- TEXT -

This final project for the NYU Advanced Integratic Omics course sought to use a multi-omic approach to predict EC paitient survival using normalized RNA read counts, as well as relevant abundance of protein and phosphosites identified with Tandem Mass Spectrometry (TMT), measured using z-statistic and adjusted log2-ratio respectively. Dimensionality reduction of the omics data was performced using variance thresholding follwed by one of two methods, either Lasso with cross-validation (LassoCV), or recurrent feature elimination with cross-validation (RFECV).
- Train-test split: Progression-free survival data (PFS) was split 80-20, and only samples with corresponing PFS data were retained
- Sparse column removal: Only genes that were measured in at least 75% of samples were retained
- Data imputation: The remaining missing data were imputed by fitting a K Nearest Neighbors (KNN) Imputer with number of neighbors parameter set to 3 on the training dataset and applied to both training and testing datasets
- Variance Thresholding: Top N most variable columns of training datasets were selected, and used to filter testing dataset
- RNA: n=5000
- Protein: n=6000
- Phosphosite: n=5000
- Scaling: A standard scaler was fit to the training dataset
Lasso CV was applied to training dataset with parameters cv=5 and max_iter=5000. The fitted LassoCV object was then applied to the preprocessed testing dataset to generate, root mean square error (RMSE),
An adjusted range of variance cutoffs were used, started at 20, and increasing by increments of 40 until the results converged on a fixed set of genes.
RFECV was applied to training dataset with the following parameters...
- cv=5
- estimator=Lasso()
- scoring='r2'
- step=10
The fitted RFECV object was then applied to the preprocessed testing dataset to generate, root mean square error (RMSE),
- Normalized read counts for 24,595 genes (cols) across 135 tumor and 26 NAT samples (rows)
- Relevant abundance (z-statistic) of 9,600 TMT-identified proteins
- Relevant abundance (adjusted log2-ratio) of 41,448 phosphosites
The dataset for this project may be found in the Pride archive PXD055203
Yu J, Gui X, Zou Y, Liu Q, Yang Z, An J, Guo X, Wang K, Guo J, Huang M, Zhou S, Zuo J, Chen Y, Deng L, Yuan G, Li N, Song Y, Jia J, Zeng J, Zhao Y, Liu X, Du X, Liu Y, Wang P, Zhang B, Ding L, Robles AI, Rodriguez H, Zhou H, Shao Z, Wu L, Gao D. A proteogenomic analysis of cervical cancer reveals therapeutic and biological insights. Nat Commun. 2024 Nov 22;15(1):10114. doi: 10.1038/s41467-024-53830-0. PMID: 39578447; PMCID: PMC11584810.

- Data excerpts -
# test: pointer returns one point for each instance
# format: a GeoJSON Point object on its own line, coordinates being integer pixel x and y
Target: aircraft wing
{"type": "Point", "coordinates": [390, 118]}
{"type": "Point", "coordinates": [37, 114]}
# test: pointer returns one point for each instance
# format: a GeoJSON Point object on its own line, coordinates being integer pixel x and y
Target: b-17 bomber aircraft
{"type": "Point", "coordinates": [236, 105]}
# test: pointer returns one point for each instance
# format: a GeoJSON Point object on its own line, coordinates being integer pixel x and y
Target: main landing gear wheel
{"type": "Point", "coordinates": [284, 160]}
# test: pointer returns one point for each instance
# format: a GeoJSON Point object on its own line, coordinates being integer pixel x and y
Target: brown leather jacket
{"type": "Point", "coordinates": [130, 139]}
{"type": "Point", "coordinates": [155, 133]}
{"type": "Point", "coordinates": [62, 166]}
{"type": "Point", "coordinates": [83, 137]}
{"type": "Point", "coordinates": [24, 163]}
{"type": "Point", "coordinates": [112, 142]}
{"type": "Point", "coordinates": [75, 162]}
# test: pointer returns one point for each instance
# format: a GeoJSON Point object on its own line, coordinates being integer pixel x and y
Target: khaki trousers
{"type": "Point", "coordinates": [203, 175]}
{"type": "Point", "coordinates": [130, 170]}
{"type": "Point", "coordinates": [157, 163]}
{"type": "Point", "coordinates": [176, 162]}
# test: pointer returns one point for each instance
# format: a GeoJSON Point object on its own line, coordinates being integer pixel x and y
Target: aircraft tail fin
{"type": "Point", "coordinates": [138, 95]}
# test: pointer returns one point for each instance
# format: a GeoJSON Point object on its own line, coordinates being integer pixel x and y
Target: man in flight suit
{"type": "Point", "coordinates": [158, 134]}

- ABOUT THIS EXERCISE -
Reproduce the portion of the project description from "This final project" up to and including "with cross-validation (RFECV).", character for character.

- ANSWER SPACE -
This final project for the NYU Advanced Integratic Omics course sought to use a multi-omic approach to predict EC paitient survival using normalized RNA read counts, as well as relevant abundance of protein and phosphosites identified with Tandem Mass Spectrometry (TMT), measured using z-statistic and adjusted log2-ratio respectively. Dimensionality reduction of the omics data was performced using variance thresholding follwed by one of two methods, either Lasso with cross-validation (LassoCV), or recurrent feature elimination with cross-validation (RFECV).